Por que razão gostamos de nos mascarar?

Aproxima-se esse tempo em que nos podemos disfarçar por brincadeira, evadindo-nos para ensaiarmos novas personas e invertermos a ordem normal do dia a dia. É Carnaval, ninguém leva a mal. Mas porque o fazemos de verdade?

De onde vem esse gosto que leva tantos a quererem colocar uma máscara e transformarem-se durante o Carnaval? Afinal, metemos ou tiramos, aproveitando uma época de evasão sem censura? O que diz de nós a escolha do que usamos para tapar o rosto? A celebração da folia a coberto do anonimato tem séculos, mas não perdeu o seu papel.

“O uso de máscaras é velho como o Mundo”, diz o sociólogo francês Jean-Martin Rabot, docente na Universidade do Minho, explicando que, nas sociedades primitivas, eram usadas nas cerimónias rituais e era através delas que, por exemplo, os vivos estabeleciam relações com o mundo dos mortos, dos espíritos. Em todas as civilizações antigas, da egípcia à grega e romana, as máscaras tinham um lugar.

***

_Tarefa_
Transcreva na íntegra, sem qualquer alteração, o artigo acima sobre o gosto de nos mascararmos no Carnaval.

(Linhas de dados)
***

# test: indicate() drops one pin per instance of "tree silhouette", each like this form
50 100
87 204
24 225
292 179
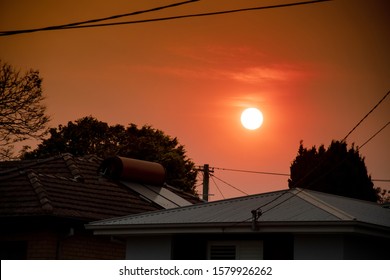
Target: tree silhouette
337 170
22 114
90 136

***

_Resultado abaixo_
Por que razão gostamos de nos mascarar?

Aproxima-se esse tempo em que nos podemos disfarçar por brincadeira, evadindo-nos para ensaiarmos novas personas e invertermos a ordem normal do dia a dia. É Carnaval, ninguém leva a mal. Mas porque o fazemos de verdade?

De onde vem esse gosto que leva tantos a quererem colocar uma máscara e transformarem-se durante o Carnaval? Afinal, metemos ou tiramos, aproveitando uma época de evasão sem censura? O que diz de nós a escolha do que usamos para tapar o rosto? A celebração da folia a coberto do anonimato tem séculos, mas não perdeu o seu papel.

“O uso de máscaras é velho como o Mundo”, diz o sociólogo francês Jean-Martin Rabot, docente na Universidade do Minho, explicando que, nas sociedades primitivas, eram usadas nas cerimónias rituais e era através delas que, por exemplo, os vivos estabeleciam relações com o mundo dos mortos, dos espíritos. Em todas as civilizações antigas, da egípcia à grega e romana, as máscaras tinham um lugar.